> **WORK TO COMPLETE**
From the entries that follow, reproduce exactly and only the lines from the line with "Query: purple hydrangea flower" to the line with "Query: short black hair", endpoints included.

> **THE DATA**
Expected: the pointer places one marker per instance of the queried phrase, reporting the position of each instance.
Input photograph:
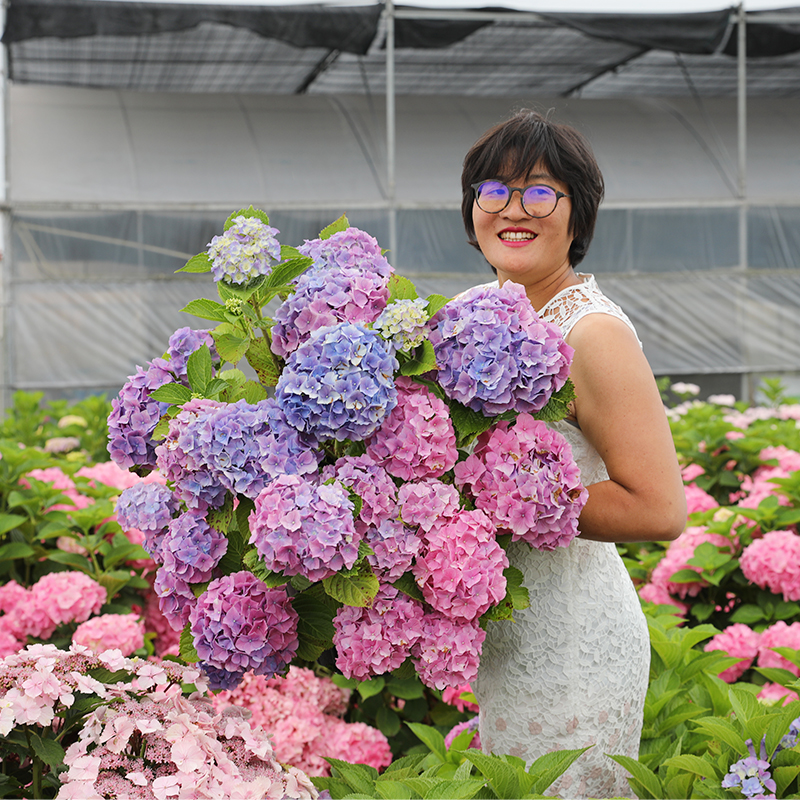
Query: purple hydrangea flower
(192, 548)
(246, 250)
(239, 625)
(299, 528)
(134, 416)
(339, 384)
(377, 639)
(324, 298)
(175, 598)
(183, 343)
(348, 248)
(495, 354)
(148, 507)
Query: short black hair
==
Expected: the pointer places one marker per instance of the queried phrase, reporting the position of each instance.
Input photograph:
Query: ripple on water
* * *
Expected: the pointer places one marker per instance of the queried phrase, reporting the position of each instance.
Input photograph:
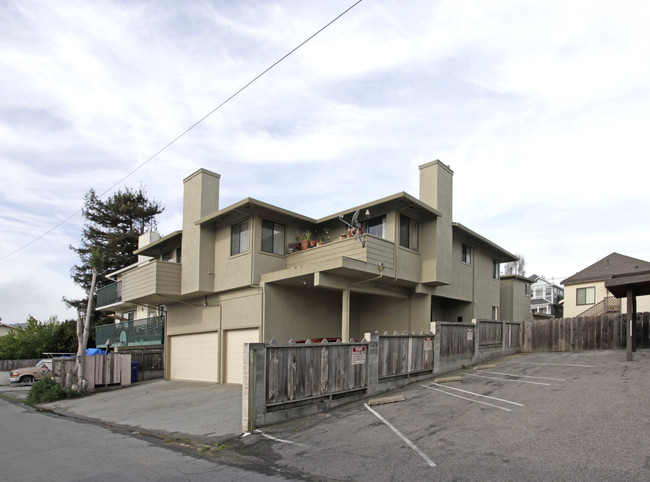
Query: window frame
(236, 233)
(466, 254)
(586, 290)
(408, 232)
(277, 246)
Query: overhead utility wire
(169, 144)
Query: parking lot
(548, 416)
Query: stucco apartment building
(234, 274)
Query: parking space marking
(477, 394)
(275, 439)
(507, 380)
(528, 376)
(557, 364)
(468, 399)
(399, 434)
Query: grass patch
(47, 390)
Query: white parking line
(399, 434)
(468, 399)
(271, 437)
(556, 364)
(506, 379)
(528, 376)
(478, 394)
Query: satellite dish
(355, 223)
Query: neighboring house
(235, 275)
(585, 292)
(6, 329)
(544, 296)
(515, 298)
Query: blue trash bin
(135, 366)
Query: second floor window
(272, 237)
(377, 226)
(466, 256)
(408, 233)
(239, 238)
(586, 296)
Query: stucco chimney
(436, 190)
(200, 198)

> **RESPONSE TO THE TASK**
Query: purple hydrangea flower
(192, 548)
(246, 250)
(239, 625)
(299, 528)
(134, 416)
(339, 384)
(377, 639)
(324, 298)
(175, 598)
(183, 343)
(348, 248)
(495, 354)
(148, 507)
Query: short black hair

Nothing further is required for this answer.